WRITTEN PROBLEM: Write out the stretch from the line containing "trace building silhouette" through the line containing "207 74 L 205" again, switching "building silhouette" to "city skyline" and leaving everything else unchanged.

PROVIDED RECORDS:
###

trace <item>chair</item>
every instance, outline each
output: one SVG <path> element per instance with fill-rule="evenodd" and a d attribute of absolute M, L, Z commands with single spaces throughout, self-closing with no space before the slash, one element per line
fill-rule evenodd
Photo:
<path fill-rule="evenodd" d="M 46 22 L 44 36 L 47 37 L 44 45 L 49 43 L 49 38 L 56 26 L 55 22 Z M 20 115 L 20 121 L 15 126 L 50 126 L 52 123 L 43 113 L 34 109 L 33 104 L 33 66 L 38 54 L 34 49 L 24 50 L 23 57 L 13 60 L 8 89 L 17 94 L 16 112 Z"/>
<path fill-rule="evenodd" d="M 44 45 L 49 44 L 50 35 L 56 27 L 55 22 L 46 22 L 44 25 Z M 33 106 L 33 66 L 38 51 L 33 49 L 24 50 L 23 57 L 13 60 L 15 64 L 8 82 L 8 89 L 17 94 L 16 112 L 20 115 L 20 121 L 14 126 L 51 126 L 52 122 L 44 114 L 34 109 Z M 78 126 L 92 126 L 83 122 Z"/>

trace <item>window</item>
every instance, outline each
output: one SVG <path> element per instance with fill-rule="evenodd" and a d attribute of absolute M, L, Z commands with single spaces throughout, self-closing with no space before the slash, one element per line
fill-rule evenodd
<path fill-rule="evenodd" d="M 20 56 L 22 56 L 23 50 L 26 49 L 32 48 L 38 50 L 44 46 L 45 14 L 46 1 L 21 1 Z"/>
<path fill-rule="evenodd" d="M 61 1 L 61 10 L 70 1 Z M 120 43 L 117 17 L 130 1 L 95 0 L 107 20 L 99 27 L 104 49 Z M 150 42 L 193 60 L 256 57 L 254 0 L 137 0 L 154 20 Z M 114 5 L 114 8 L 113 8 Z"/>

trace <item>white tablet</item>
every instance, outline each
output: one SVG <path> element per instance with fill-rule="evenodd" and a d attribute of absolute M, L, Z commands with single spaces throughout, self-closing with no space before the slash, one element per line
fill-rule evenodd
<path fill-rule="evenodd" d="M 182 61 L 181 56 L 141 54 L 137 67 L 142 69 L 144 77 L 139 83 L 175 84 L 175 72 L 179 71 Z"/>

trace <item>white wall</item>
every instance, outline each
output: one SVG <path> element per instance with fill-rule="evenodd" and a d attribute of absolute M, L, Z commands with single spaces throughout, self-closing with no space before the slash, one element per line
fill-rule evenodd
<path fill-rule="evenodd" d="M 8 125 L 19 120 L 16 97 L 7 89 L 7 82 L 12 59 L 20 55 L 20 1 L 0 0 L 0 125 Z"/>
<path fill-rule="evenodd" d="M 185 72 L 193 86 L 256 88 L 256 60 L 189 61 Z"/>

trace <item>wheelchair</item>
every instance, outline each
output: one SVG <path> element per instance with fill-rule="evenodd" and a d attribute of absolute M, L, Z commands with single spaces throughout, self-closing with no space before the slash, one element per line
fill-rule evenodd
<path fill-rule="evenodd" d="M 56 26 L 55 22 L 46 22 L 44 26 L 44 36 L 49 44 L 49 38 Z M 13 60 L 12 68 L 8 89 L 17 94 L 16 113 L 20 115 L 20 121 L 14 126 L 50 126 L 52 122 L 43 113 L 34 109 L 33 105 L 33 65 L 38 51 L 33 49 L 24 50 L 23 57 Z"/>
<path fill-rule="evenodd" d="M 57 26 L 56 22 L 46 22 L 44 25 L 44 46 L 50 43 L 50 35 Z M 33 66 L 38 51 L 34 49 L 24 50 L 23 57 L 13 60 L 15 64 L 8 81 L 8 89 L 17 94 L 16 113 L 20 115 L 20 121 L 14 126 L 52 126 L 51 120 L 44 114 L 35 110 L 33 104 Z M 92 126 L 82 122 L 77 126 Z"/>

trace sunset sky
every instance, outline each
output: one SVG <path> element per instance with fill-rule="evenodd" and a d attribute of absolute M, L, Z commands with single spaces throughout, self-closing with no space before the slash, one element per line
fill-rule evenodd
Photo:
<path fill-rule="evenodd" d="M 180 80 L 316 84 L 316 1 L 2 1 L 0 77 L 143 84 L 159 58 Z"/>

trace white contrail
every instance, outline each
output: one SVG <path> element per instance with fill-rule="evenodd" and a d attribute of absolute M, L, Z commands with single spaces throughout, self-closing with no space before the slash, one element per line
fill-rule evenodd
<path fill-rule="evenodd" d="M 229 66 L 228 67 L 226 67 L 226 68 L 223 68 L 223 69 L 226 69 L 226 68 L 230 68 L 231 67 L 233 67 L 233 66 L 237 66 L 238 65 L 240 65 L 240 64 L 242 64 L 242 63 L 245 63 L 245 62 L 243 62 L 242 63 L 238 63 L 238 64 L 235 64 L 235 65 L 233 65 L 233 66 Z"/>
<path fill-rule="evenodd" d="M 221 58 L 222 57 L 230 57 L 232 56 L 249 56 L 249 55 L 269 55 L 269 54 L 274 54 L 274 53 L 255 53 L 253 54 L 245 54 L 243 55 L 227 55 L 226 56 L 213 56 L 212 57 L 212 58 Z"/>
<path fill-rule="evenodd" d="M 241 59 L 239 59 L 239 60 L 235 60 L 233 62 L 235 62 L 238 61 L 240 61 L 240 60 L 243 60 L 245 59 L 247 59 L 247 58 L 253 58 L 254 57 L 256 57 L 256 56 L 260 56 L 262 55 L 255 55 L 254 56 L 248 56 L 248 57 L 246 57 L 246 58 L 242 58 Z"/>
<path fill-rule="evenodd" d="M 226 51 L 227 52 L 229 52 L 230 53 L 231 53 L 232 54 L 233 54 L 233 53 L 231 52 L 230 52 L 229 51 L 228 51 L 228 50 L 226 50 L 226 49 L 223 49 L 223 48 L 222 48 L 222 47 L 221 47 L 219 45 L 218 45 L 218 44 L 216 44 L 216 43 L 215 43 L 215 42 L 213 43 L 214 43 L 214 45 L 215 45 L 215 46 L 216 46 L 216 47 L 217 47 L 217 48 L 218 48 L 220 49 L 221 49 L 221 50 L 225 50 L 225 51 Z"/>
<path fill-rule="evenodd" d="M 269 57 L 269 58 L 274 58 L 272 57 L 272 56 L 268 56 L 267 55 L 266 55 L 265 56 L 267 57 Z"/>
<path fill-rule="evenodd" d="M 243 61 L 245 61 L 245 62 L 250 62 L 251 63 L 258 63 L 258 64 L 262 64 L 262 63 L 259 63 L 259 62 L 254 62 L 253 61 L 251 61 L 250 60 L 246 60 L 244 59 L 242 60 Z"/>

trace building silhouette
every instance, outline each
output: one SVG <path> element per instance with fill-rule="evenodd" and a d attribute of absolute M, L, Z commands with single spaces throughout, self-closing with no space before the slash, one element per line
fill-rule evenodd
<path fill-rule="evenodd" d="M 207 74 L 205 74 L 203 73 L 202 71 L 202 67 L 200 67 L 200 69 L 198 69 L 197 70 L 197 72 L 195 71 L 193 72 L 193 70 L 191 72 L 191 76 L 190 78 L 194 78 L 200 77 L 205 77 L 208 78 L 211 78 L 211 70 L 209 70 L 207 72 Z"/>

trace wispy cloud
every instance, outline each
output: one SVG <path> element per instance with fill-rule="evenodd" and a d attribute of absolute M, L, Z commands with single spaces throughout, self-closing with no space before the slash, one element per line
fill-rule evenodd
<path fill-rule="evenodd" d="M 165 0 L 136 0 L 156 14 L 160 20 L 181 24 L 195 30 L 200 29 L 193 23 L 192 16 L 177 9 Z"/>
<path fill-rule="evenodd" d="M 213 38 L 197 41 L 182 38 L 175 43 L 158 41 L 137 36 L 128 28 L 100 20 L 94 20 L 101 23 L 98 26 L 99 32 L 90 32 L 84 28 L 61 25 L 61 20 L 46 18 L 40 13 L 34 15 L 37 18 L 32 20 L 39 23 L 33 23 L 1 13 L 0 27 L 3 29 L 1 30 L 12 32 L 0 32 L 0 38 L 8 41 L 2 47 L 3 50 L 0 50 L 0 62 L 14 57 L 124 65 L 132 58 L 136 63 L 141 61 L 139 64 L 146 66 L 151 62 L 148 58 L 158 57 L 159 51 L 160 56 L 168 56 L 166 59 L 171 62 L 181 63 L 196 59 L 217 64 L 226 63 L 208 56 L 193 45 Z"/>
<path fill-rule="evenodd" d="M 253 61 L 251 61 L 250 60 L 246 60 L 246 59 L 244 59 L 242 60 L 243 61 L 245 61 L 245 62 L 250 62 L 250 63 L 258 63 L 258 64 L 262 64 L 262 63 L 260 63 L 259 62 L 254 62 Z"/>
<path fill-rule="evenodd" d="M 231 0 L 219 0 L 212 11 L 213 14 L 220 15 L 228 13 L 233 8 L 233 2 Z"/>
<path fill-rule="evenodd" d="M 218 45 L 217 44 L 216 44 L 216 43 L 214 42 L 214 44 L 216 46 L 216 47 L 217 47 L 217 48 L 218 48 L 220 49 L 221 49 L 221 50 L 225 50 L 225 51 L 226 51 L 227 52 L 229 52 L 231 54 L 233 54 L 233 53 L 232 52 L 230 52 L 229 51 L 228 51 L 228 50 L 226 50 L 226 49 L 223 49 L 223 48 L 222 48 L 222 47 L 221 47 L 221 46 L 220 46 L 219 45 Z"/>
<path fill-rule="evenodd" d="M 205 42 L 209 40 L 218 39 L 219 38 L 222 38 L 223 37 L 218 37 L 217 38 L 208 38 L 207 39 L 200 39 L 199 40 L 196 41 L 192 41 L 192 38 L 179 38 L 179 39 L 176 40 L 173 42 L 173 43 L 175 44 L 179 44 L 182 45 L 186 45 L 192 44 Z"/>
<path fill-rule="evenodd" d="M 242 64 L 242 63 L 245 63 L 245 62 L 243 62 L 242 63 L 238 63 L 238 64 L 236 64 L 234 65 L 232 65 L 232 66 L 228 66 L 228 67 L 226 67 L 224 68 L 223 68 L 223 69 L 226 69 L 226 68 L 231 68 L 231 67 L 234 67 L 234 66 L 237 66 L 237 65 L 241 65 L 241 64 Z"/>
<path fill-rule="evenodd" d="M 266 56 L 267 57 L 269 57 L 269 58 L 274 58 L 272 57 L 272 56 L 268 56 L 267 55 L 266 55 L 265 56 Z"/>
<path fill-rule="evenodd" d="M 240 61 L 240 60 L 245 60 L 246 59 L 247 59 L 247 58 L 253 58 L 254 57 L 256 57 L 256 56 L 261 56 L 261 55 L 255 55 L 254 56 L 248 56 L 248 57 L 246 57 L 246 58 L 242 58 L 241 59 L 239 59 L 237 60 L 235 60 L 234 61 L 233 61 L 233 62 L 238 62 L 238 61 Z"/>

###

FULL OUTPUT:
trace city skyline
every instance, outline each
output: one SVG <path> element per instance with fill-rule="evenodd" and a d attribute of absolute M, L, Z commands with single spaces throughout, self-closing with no space before the slash, one element per line
fill-rule evenodd
<path fill-rule="evenodd" d="M 207 74 L 205 74 L 203 73 L 202 71 L 202 67 L 200 67 L 200 69 L 198 69 L 197 70 L 197 72 L 195 71 L 193 72 L 193 70 L 191 72 L 191 76 L 190 78 L 194 78 L 200 77 L 205 77 L 208 78 L 211 78 L 211 70 L 209 70 L 207 72 Z"/>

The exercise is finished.